Tuesday, September 11, 2007
Building a Sword for Rattan Combat
Building a rattan sword that can be used safely in simulated combat, but that closely follows an actual medieval sword in weight, balance, handling and, ideally, appearance is a challenging process. It’s made more so if it must meet all SCA standards for blade and thrusting tip diameter. Still, care and careful construction will produce a weapon that much more closely approximates the feel of an actual sword.
Weight, Balance and Inertia
An unshaped stave of rattan is essentially a simple rod. A medieval sword is a much more complicated beast. It doesn’t balance at the midpoint, but typically at a point much nearer the hilt. In making earlier swords I naively assumed that I could simulate the proper handling with a pommel heavy enough to shift the balance point to the correct position, but this is not sufficient. The typical medieval sword has significant distal taper, that is, it is much wider and heavier near the hilt than near the tip. This is particularly pronounced in the acutely pointed blades that became increasingly popular with the widespread use of plate armor from the 14th c. on. Even without a hilt fitted, such a blade will have a balance point closer to the hilt end of the blade than a simple rod would.
This presents a problem. Suppose we set out to simulate a particular medieval sword, and have made an unshaped rattan stave for the blade and shaped the grip for a comfortable fit. We use leather, rattan or hose for the cross of the hilt, and by coincidence it duplicates the mass of the thinner but denser steel cross of the original sword we are trying to model. We add a pommel heavy enough to move the balance point to the correct place, and find the total weight close to that of the original. Do we have a good simulation of our original?
No.

WHAT TO DO:
1) Answer these questions about the post on building a rattan sword:
(a) Whose standards for blade and thrusting tip diameter can the sword be required to meet?
(b) Where does a typical medieval sword balance?
(c) From what century did acutely pointed blades become increasingly popular?
2) From the rattan sword post, pull out the stretch from "This presents a" through "of our original?", copying it word for word.
3) Continue the post on building a rattan sword from where it stops.

SUPPLIED INFORMATION:
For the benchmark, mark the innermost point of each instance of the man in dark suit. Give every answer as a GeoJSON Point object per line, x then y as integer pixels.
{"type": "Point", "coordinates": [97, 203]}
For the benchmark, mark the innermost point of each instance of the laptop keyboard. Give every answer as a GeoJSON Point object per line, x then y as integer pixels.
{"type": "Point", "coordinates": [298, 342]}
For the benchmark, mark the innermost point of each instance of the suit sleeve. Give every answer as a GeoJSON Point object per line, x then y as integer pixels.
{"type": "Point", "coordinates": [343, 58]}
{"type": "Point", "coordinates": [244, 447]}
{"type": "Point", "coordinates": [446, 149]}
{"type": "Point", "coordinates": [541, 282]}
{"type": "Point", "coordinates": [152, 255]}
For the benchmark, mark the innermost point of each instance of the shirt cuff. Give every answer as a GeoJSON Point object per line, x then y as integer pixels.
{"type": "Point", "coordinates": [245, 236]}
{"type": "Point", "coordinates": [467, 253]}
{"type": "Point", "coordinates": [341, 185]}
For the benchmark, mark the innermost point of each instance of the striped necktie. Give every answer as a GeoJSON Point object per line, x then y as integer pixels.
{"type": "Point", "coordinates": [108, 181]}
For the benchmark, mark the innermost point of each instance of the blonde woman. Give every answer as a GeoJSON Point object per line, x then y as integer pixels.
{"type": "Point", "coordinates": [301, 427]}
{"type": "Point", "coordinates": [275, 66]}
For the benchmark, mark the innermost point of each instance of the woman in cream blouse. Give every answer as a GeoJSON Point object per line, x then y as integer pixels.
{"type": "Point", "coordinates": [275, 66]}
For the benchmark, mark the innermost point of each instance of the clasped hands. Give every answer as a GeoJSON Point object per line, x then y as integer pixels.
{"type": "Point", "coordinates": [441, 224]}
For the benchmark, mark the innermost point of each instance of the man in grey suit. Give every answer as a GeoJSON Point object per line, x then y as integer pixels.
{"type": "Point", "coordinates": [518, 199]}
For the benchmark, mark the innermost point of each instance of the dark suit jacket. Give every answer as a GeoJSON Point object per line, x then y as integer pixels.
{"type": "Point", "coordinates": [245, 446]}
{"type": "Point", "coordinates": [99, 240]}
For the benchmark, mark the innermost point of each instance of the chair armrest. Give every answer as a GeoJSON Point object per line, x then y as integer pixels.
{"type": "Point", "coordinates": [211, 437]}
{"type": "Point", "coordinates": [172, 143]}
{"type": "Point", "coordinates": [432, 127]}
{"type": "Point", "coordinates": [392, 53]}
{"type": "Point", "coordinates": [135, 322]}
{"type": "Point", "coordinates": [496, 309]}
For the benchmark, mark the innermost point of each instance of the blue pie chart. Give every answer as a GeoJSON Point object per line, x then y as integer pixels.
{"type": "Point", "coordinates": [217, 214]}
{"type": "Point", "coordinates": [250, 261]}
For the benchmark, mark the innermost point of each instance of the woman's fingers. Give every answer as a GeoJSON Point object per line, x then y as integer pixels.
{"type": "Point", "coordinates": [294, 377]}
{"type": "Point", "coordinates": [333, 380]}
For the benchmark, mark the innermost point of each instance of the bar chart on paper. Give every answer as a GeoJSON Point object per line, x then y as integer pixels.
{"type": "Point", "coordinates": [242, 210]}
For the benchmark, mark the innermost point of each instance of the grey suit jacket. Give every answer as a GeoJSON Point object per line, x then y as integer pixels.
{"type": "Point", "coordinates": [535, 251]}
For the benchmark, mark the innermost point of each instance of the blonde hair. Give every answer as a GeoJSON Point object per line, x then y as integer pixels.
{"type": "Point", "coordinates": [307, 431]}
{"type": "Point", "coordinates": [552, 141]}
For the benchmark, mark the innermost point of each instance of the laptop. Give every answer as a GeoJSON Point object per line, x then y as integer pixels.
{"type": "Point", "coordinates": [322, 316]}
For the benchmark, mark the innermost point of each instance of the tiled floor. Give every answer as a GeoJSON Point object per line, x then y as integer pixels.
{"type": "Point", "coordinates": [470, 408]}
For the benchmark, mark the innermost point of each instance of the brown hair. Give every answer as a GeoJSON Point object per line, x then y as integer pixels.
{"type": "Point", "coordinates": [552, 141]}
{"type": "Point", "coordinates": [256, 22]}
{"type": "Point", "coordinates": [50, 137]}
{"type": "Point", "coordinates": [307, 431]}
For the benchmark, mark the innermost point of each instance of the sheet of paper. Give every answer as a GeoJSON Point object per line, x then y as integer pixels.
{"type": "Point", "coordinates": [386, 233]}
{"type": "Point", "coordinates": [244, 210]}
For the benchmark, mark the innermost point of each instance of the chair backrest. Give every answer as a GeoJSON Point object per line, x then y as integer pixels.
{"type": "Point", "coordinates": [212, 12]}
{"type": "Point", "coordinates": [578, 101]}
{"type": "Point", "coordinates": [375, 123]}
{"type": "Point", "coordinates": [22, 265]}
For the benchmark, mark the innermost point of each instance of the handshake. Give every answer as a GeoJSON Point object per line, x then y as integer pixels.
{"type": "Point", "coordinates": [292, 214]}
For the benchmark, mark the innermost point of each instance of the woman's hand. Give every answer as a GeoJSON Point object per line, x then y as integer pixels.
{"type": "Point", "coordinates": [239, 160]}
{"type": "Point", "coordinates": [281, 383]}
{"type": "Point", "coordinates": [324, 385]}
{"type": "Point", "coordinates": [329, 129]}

ANSWERS TO THE EXERCISE:
1)
(a) The SCA's.
(b) At a point much nearer the hilt, not at the midpoint.
(c) The 14th century, with the widespread use of plate armor.

2)
This presents a problem. Suppose we set out to simulate a particular medieval sword, and have made an unshaped rattan stave for the blade and shaped the grip for a comfortable fit. We use leather, rattan or hose for the cross of the hilt, and by coincidence it duplicates the mass of the thinner but denser steel cross of the original sword we are trying to model. We add a pommel heavy enough to move the balance point to the correct place, and find the total weight close to that of the original. Do we have a good simulation of our original?

3)
Because our rattan blade is a simple rod, without fittings it balances further from the hilt than an actual blade. The pommel must be heavier than on the original, and there isn’t enough mass at the strong or forte of the blade, between its midpoint and the cross. There’s too much inertia in the pommel, and not enough in the strong. The sword balances correctly but behaves differently as it is swung.
A metal cross can help the problem somewhat. The society requires a one inch minimum diameter for the tips of a cross, and even in aluminum a cross with these dimensions is more massive than a medieval one with a similar span from tip to tip. A cast aluminum cross like those offered by Windrose Armories can add mass near the place where we would want to add it. A wire wound grip can also add significant mass. It isn’t quite the ideal location, but it’s better than a pommel that’s too heavy.
Another way to add mass to the forte would be to strap lead sheet to the blade at the ricasso. I haven’t tried this, but it should have the desired effect.
16th c. blades for German longsword fencing did something similar. To keep the blades flexible they had minimal taper for most of their length, but suddenly widened to a very broad “schild” or shield resembling a very wide ricasso just forward of the hilt. Presumably at least part of the intent was to get mass distribution more like a fighting sword, and it certainly would have had that effect
Blade Shape.
While simply adding some weight to the ricasso of an unshaped rattan blade would make the mass distribution and balance more like a medieval sword, the result would lack defined edges and sides, as well as the visible distal taper of a real blade. An oval cross section feels somewhat more like a real sword than a round stave does when binding or winding against another similar weapon, and also moves through the air more easily, again more like a real blade. I prefer to start with heavy rattan, plane the sides, and give it a distal taper as well.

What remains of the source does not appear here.